SUPPLIED TEXT:
+--

Being “Young” Again Is Not All That Appealing

Why would I trade a little detachment for another hair on my head?

Selfie. Me at forty-five and bald underneath the hat. (The first time I’ve revealed my real face on here.)

I’ve never quite understood it when people say they want to go back to being a teenager again. Then something happened today that reminded me why I don’t.

I guess for some, those years hold memories of joy and adventure. For me, adolescence was confusing and often a crazy rollercoaster of emotions.

I wish I could say it got easy from there. Perhaps I had more freedom and relatively more control over my reactions in my twenties. But only in relation to the emotional volatility of childhood.

Each decade presents new lessons, growth, and hopefully more emotional self-control.

I’m forty-five and still young (“young” and “old” are relative terms that mean very little). Lessons and growth keep coming at me thick and fast, and it’s good to celebrate the wins while acknowledging the challenges.

Earlier today I got an aggressive email from a colleague who has a habit of firing off at people when things don’t go her way. She is easily triggered by the smallest thing.

Another colleague, who was cc’d on the email, called me immediately to gauge my reaction. He was surprised by my cool and detached response.

+--

AIM: In the essay about being young again, what did the colleague who was cc'd on the aggressive email do right away?

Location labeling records
+--

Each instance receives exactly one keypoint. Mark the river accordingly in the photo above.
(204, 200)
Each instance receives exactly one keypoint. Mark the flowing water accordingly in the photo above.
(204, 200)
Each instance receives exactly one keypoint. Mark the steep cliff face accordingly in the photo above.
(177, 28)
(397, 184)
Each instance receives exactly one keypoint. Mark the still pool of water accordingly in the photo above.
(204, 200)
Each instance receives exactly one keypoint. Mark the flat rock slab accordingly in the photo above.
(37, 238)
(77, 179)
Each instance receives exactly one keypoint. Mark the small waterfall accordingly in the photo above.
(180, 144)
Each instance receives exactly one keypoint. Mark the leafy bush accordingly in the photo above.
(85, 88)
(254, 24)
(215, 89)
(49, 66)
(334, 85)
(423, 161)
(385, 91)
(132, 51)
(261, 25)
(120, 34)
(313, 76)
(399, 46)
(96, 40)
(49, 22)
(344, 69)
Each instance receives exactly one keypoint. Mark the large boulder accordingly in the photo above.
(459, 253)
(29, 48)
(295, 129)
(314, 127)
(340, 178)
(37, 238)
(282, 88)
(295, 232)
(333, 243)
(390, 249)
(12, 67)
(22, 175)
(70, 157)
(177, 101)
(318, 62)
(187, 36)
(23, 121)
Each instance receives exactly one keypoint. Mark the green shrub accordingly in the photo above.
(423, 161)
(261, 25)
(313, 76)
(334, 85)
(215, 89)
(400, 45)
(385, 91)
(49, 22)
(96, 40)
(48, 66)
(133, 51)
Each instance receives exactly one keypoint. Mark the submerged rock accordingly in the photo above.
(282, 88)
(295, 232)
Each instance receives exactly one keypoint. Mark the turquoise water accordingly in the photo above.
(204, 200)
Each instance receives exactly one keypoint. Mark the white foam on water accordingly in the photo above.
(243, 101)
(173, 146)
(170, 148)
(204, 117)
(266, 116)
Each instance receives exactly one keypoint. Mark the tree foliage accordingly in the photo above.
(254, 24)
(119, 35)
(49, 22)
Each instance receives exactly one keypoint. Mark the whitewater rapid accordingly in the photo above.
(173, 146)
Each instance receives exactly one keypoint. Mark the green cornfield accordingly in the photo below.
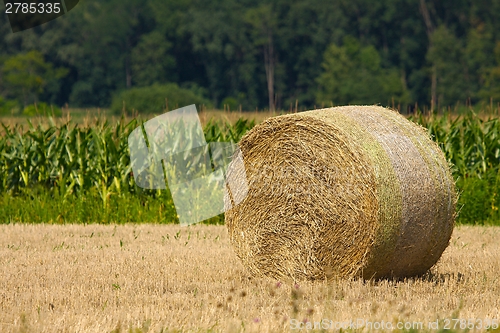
(73, 173)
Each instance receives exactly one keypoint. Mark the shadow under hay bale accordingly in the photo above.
(346, 191)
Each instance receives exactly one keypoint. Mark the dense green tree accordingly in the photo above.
(264, 55)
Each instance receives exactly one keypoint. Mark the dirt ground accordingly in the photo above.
(168, 278)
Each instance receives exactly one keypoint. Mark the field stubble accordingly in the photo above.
(104, 278)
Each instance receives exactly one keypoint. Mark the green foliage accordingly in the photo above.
(353, 74)
(83, 174)
(26, 75)
(8, 107)
(151, 61)
(155, 99)
(42, 109)
(73, 174)
(225, 47)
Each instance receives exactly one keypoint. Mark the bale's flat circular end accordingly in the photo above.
(347, 191)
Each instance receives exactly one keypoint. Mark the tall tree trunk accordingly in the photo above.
(128, 75)
(269, 63)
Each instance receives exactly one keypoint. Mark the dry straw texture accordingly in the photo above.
(346, 191)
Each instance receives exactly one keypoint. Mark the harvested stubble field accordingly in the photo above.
(140, 277)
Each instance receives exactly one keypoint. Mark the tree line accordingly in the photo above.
(259, 54)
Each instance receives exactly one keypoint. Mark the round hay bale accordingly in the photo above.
(345, 191)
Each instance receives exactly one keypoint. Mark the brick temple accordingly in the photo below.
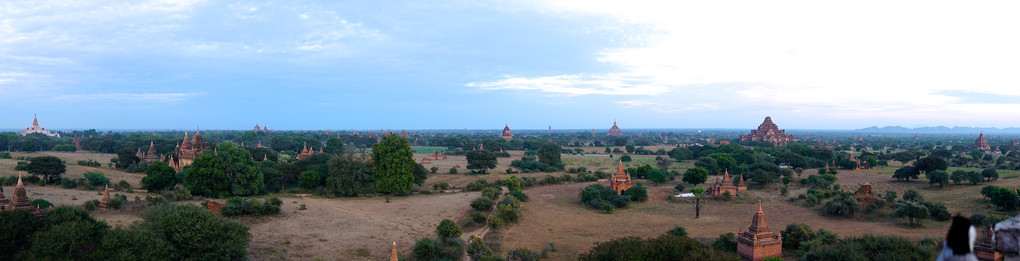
(759, 242)
(725, 185)
(614, 131)
(620, 180)
(770, 133)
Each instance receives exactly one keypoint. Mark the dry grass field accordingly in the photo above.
(363, 228)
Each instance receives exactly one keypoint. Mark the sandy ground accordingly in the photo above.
(361, 228)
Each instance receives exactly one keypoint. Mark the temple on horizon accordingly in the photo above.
(770, 133)
(37, 128)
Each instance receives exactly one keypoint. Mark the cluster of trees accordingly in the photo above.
(166, 231)
(824, 245)
(605, 199)
(670, 246)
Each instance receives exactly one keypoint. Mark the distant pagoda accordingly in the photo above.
(620, 180)
(507, 135)
(768, 132)
(37, 128)
(615, 131)
(981, 143)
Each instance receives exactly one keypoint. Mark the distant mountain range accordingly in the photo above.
(937, 129)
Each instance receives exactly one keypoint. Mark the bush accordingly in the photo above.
(678, 230)
(239, 206)
(636, 194)
(519, 195)
(96, 178)
(522, 254)
(482, 204)
(476, 216)
(309, 179)
(448, 229)
(602, 198)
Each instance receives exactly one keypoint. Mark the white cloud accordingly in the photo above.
(864, 57)
(126, 97)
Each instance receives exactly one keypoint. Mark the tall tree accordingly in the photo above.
(228, 171)
(394, 165)
(480, 161)
(158, 176)
(349, 174)
(50, 167)
(334, 146)
(699, 192)
(550, 154)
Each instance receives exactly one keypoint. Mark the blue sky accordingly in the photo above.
(479, 64)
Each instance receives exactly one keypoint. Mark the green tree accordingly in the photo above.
(66, 241)
(912, 210)
(394, 165)
(334, 146)
(696, 175)
(699, 192)
(550, 154)
(480, 161)
(448, 230)
(125, 158)
(989, 174)
(476, 249)
(158, 176)
(348, 174)
(938, 176)
(196, 232)
(50, 167)
(906, 173)
(15, 230)
(308, 179)
(232, 172)
(134, 245)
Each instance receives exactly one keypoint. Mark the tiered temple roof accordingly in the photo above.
(981, 143)
(37, 128)
(759, 242)
(614, 131)
(620, 180)
(768, 132)
(507, 135)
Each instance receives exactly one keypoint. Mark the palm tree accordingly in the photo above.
(699, 192)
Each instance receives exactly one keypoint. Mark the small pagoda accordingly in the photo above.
(759, 242)
(614, 131)
(507, 135)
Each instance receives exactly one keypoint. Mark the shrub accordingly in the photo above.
(496, 222)
(308, 179)
(96, 178)
(482, 204)
(476, 216)
(522, 254)
(678, 230)
(519, 195)
(448, 229)
(239, 206)
(636, 194)
(491, 193)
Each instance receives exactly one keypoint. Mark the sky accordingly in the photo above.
(458, 64)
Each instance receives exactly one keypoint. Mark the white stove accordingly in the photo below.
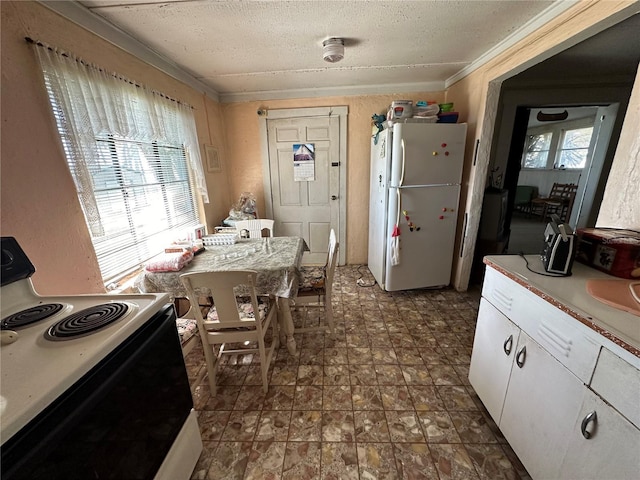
(36, 369)
(53, 346)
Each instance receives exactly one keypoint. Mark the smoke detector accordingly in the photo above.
(333, 50)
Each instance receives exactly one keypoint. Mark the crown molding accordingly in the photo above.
(332, 92)
(82, 16)
(534, 24)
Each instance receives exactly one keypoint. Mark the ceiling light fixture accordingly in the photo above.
(333, 50)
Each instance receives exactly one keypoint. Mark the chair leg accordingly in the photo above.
(264, 367)
(211, 362)
(328, 313)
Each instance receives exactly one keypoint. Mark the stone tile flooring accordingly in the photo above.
(387, 398)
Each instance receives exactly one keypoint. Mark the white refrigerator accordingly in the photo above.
(416, 170)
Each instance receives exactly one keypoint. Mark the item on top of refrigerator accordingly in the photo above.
(400, 109)
(448, 117)
(426, 110)
(244, 208)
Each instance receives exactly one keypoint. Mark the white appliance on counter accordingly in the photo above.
(416, 170)
(93, 386)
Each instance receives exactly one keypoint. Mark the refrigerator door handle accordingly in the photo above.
(403, 163)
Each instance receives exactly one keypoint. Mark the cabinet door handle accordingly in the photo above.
(590, 417)
(508, 344)
(520, 357)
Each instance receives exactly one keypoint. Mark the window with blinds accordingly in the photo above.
(128, 152)
(143, 197)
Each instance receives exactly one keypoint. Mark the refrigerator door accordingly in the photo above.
(426, 252)
(427, 154)
(378, 203)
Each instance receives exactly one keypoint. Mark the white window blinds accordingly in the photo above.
(133, 155)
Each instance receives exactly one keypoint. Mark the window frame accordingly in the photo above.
(557, 130)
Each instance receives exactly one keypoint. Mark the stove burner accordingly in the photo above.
(86, 321)
(30, 315)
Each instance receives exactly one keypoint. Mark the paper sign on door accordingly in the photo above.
(304, 162)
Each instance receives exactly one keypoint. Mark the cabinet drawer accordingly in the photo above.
(566, 339)
(618, 382)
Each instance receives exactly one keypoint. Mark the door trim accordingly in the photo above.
(339, 111)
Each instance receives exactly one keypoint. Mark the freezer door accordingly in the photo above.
(378, 203)
(426, 253)
(427, 154)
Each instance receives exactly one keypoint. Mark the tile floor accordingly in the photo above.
(387, 398)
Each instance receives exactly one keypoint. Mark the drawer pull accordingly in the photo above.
(563, 344)
(521, 356)
(590, 417)
(508, 344)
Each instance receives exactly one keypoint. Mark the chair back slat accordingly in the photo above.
(225, 288)
(255, 227)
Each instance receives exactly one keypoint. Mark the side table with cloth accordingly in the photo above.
(276, 260)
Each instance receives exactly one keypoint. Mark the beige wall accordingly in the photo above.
(621, 206)
(243, 141)
(476, 90)
(39, 202)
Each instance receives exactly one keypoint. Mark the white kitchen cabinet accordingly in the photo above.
(612, 450)
(494, 347)
(541, 404)
(555, 373)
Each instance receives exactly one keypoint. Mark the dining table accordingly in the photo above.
(276, 260)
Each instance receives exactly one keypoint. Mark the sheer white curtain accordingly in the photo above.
(97, 103)
(134, 157)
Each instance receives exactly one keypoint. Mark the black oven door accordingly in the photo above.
(118, 421)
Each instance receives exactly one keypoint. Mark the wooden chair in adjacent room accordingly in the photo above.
(255, 227)
(238, 315)
(560, 201)
(316, 288)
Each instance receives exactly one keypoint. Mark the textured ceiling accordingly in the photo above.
(264, 49)
(241, 47)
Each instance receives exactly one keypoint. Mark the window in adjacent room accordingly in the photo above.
(574, 147)
(559, 145)
(134, 157)
(537, 150)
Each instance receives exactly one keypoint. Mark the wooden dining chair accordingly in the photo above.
(562, 202)
(316, 287)
(238, 315)
(559, 201)
(255, 227)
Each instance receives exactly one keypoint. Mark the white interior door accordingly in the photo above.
(306, 208)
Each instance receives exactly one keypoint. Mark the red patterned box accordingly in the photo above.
(613, 251)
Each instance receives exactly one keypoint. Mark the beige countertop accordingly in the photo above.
(569, 294)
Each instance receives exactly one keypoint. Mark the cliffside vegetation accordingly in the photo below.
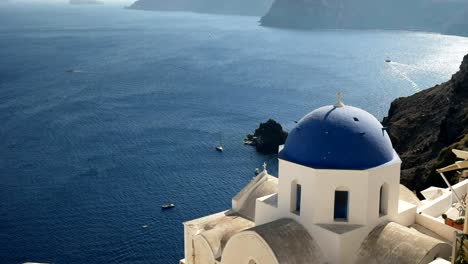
(426, 126)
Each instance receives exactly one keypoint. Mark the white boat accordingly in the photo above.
(167, 206)
(219, 147)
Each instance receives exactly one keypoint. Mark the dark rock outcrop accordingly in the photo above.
(425, 127)
(267, 137)
(238, 7)
(448, 17)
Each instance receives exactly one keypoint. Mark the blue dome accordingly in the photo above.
(344, 138)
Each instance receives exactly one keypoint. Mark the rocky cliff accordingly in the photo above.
(238, 7)
(449, 17)
(425, 127)
(267, 137)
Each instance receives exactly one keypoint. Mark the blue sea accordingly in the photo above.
(88, 157)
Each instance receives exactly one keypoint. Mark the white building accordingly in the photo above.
(337, 199)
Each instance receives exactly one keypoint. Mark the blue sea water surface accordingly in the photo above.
(87, 158)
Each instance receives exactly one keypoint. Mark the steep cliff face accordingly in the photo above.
(238, 7)
(429, 15)
(425, 126)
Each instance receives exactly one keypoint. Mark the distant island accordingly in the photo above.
(237, 7)
(85, 2)
(267, 137)
(442, 16)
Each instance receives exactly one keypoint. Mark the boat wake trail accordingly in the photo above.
(403, 75)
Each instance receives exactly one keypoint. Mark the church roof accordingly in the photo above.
(338, 137)
(290, 242)
(394, 243)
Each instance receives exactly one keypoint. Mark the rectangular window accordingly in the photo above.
(341, 206)
(296, 193)
(298, 198)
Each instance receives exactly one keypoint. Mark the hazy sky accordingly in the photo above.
(126, 2)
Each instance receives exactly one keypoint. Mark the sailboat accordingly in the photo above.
(219, 147)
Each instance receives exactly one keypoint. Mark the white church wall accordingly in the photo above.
(406, 214)
(350, 243)
(437, 227)
(265, 213)
(245, 247)
(326, 182)
(388, 176)
(203, 253)
(328, 241)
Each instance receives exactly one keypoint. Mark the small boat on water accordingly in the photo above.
(73, 71)
(167, 206)
(219, 147)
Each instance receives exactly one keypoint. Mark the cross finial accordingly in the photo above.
(339, 97)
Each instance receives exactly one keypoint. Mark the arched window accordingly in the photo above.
(341, 205)
(296, 195)
(383, 199)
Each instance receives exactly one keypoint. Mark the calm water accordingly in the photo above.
(87, 158)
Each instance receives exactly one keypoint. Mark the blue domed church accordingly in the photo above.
(337, 199)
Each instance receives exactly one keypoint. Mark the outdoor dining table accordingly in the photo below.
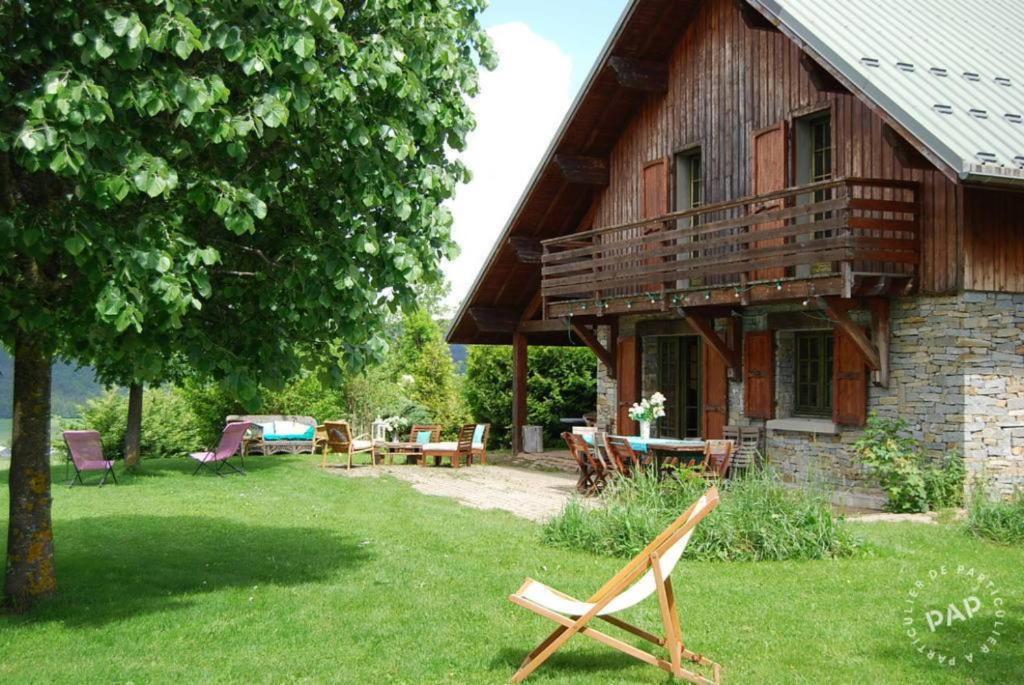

+--

RESPONSE: He called the writer immediately to gauge the writer's reaction.